TASK REQUIREMENTS. Rewrite the data from its first line through the line containing "(1042, 544)", substituting "pedestrian crossing snow" for "person walking on snow" and leaving every other part unchanged.

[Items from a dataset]

START

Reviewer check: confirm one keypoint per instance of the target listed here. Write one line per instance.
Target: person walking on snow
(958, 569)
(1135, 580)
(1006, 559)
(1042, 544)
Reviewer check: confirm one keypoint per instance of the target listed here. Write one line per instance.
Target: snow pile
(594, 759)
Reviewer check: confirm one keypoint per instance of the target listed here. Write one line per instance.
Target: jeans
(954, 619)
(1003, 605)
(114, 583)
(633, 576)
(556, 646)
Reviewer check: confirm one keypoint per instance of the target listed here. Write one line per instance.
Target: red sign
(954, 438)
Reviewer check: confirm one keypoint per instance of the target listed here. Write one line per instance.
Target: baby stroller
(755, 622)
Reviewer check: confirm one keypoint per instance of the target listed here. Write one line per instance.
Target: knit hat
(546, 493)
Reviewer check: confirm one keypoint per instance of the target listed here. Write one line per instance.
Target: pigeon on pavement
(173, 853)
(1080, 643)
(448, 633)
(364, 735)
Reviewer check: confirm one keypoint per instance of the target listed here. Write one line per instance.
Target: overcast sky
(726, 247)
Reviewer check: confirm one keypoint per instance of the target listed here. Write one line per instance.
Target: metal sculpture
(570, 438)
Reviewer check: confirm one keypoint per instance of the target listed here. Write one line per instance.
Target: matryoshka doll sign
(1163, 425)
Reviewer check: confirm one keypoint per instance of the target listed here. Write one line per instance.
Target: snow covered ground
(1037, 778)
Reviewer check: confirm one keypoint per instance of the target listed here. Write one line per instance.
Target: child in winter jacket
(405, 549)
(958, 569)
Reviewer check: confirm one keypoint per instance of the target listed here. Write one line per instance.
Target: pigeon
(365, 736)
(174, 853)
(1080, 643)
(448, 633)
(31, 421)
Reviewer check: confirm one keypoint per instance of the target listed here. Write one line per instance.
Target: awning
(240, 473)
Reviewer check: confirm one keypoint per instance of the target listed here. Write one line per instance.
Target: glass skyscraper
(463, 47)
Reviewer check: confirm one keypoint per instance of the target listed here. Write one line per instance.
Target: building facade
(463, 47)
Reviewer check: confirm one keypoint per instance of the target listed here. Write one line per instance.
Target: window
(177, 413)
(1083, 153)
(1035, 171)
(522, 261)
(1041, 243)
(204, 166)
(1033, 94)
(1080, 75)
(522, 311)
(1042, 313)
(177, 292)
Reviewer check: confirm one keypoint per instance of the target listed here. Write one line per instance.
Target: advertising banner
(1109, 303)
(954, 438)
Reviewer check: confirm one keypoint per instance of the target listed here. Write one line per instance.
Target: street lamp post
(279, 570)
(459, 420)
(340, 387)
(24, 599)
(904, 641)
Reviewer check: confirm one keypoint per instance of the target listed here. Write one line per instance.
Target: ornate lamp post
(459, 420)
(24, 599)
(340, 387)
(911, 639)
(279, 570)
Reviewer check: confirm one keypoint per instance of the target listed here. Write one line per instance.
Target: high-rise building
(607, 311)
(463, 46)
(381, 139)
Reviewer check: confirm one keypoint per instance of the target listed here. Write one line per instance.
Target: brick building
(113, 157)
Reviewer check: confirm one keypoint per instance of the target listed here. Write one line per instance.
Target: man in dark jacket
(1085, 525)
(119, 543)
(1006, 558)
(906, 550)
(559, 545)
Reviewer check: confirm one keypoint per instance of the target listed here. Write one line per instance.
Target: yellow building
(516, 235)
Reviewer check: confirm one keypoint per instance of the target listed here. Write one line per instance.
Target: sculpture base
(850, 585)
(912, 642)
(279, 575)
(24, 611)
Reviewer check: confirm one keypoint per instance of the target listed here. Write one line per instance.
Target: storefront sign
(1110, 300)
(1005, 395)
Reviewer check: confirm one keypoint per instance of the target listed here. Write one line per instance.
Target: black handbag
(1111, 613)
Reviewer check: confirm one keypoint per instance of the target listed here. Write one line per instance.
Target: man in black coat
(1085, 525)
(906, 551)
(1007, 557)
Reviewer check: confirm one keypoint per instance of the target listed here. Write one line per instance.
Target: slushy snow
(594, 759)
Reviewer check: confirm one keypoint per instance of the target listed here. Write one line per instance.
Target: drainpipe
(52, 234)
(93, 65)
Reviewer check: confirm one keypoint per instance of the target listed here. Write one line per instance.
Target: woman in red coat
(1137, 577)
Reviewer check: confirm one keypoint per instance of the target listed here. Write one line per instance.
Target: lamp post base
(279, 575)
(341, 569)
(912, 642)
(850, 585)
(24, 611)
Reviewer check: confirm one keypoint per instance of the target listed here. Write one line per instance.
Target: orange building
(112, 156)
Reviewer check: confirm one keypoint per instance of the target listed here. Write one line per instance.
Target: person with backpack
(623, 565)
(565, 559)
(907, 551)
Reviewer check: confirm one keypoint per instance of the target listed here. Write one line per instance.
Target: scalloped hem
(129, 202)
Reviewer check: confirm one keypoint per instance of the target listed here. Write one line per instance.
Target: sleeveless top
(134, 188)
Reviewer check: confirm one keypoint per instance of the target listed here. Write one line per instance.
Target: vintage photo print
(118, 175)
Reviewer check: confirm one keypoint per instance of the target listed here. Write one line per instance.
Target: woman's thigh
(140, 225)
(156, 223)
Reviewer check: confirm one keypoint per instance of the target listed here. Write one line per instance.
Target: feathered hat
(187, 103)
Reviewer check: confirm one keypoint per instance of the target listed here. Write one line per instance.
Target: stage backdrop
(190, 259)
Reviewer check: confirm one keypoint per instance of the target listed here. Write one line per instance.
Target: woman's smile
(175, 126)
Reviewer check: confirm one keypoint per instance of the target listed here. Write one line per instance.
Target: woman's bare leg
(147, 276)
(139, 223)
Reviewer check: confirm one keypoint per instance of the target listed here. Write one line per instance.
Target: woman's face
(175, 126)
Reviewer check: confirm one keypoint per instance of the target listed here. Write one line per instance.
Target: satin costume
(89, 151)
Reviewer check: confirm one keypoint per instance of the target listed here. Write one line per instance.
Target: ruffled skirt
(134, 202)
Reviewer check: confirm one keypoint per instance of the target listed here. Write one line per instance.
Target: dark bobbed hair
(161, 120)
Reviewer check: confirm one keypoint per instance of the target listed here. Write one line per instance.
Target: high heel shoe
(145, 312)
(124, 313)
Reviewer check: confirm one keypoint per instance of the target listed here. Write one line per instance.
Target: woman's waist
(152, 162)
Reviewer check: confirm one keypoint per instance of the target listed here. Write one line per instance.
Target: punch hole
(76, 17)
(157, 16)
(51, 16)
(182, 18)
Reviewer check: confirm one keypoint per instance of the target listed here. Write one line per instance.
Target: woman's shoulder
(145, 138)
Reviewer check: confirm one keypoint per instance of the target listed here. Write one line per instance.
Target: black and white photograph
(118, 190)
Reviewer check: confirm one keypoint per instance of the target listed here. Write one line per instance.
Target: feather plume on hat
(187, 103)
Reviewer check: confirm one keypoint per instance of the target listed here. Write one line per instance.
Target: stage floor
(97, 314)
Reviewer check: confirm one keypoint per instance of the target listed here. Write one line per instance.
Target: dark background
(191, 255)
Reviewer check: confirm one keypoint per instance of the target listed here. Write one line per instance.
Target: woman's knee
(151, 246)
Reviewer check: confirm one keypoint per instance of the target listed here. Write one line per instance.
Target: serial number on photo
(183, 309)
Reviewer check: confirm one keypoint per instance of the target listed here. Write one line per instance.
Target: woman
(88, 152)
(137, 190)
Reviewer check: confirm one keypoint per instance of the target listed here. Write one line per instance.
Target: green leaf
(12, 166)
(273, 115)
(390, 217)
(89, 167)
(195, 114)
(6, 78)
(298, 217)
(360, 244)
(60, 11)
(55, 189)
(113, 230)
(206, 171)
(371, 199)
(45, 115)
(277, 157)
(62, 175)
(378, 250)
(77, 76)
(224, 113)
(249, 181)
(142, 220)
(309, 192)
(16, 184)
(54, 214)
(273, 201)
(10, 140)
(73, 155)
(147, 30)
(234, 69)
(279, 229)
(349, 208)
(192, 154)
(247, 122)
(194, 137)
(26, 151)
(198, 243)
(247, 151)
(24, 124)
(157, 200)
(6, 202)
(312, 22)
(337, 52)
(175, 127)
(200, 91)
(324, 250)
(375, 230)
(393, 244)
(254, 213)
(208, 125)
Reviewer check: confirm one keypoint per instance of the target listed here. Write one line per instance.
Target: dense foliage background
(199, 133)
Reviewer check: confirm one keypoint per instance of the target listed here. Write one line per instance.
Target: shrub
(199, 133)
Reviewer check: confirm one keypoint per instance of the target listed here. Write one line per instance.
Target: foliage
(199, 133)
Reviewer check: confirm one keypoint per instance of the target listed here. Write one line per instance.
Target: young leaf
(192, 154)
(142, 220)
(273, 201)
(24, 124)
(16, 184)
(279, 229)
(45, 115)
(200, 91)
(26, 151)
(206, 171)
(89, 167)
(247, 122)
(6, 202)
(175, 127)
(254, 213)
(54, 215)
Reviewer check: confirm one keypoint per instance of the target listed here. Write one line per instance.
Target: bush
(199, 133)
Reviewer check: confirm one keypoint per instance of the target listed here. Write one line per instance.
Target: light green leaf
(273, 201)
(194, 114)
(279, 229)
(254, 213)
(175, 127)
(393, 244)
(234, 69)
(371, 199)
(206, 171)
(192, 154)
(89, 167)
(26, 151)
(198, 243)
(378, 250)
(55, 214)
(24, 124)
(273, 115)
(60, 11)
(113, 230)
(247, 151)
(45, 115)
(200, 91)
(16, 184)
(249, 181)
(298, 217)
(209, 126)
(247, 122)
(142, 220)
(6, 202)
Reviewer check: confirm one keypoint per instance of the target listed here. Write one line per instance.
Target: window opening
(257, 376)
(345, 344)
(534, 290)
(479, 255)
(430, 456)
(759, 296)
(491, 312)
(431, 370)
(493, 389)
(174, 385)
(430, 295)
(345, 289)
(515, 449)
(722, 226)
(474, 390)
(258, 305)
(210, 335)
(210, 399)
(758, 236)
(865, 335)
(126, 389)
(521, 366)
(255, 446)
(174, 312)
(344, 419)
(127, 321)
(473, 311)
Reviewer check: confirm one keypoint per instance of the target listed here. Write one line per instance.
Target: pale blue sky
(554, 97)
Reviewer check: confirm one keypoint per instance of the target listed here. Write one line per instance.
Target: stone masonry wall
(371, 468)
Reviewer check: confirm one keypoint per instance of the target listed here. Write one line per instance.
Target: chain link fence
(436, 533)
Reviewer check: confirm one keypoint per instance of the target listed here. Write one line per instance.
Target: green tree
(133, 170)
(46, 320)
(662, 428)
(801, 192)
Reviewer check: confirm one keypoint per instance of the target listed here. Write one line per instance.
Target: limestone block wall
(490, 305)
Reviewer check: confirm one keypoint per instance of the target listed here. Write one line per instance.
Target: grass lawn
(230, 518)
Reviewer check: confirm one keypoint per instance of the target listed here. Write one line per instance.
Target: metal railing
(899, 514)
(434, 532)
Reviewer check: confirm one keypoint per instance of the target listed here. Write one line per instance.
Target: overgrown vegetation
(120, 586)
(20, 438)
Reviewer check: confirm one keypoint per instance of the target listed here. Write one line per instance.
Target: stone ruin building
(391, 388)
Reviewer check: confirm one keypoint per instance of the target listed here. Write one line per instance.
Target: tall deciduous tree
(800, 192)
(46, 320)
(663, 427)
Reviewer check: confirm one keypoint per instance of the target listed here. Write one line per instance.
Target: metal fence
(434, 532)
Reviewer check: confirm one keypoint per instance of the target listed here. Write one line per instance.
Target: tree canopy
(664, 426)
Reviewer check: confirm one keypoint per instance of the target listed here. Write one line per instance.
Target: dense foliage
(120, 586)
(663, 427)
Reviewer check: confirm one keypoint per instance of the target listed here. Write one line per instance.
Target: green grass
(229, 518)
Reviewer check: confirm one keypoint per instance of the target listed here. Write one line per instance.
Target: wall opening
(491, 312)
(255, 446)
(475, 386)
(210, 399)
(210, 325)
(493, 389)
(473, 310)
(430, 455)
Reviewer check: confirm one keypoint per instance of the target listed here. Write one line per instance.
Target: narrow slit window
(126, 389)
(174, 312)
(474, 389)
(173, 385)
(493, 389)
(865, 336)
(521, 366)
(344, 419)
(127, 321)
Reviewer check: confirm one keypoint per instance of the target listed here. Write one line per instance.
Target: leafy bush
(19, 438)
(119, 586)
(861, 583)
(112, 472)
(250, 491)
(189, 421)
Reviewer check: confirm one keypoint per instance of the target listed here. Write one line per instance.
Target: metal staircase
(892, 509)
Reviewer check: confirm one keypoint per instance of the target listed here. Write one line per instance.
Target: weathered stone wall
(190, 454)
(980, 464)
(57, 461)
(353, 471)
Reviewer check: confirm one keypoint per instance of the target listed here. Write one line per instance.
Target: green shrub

END

EXPECTED ANSWER.
Reviewer check: confirm one keypoint per instance of the target listed here. Write one line per instance.
Target: pedestrian crossing snow
(958, 569)
(1135, 580)
(1006, 559)
(1042, 544)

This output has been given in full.